## WHAT YOU NEED TO DO
The records that follow are to be transcribed in full, without their images.

[Named-object pointing records]
##########

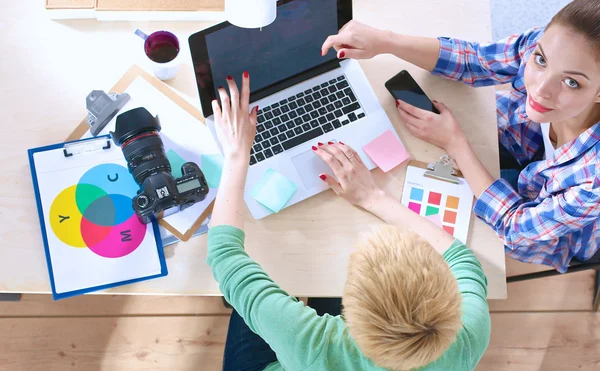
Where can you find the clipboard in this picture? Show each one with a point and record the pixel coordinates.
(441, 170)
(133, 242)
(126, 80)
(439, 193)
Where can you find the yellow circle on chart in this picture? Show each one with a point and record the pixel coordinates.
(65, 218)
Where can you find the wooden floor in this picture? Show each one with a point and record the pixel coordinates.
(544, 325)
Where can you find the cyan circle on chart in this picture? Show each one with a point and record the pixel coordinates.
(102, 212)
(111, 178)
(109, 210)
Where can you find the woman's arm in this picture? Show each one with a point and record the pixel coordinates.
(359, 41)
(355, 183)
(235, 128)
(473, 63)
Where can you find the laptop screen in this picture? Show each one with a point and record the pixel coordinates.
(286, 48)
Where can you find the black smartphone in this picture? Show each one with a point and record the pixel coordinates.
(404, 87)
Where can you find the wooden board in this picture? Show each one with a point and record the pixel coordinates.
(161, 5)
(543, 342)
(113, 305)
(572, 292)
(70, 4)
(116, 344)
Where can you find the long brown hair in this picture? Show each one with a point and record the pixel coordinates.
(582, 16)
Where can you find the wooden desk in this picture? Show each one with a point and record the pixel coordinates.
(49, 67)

##########

## EXERCISE RESULT
Where can you find the clipboard in this picture? Show each one with a point and record the pixel coordinates.
(441, 170)
(133, 242)
(126, 80)
(439, 193)
Where can you find the yellow circle on chart in this picture? Show each one with a point and record the pixel coordinates.
(65, 218)
Where can you find the wooden floor in this picture? Show each one with a point and record the pixel coordinates.
(544, 325)
Where can you find the cyan circle on chart in this picture? Show each one with a point and record the pixel coordinates.
(102, 212)
(111, 178)
(109, 210)
Where can you find the woman's arm in this picture? Show each one with a point and record the pixel coordinates.
(359, 41)
(355, 183)
(235, 128)
(473, 63)
Where can you find the laptop screen in this picture? Show each one with a point and record the pixel coordinates.
(286, 48)
Where can you find the black smartphone in this picture? Show each one with a point and record the pixel coordinates.
(404, 87)
Where can you find the wooden board in this picture? Show each one with a point and record the pixel coordinates.
(161, 5)
(543, 342)
(113, 305)
(572, 292)
(70, 4)
(116, 344)
Where can you find the long brown hair in this picture? Show each one with a point and record the pixel coordinates.
(582, 16)
Where can you find the wooden desk in this picture? Show each one with a point and record the pixel coordinates.
(49, 67)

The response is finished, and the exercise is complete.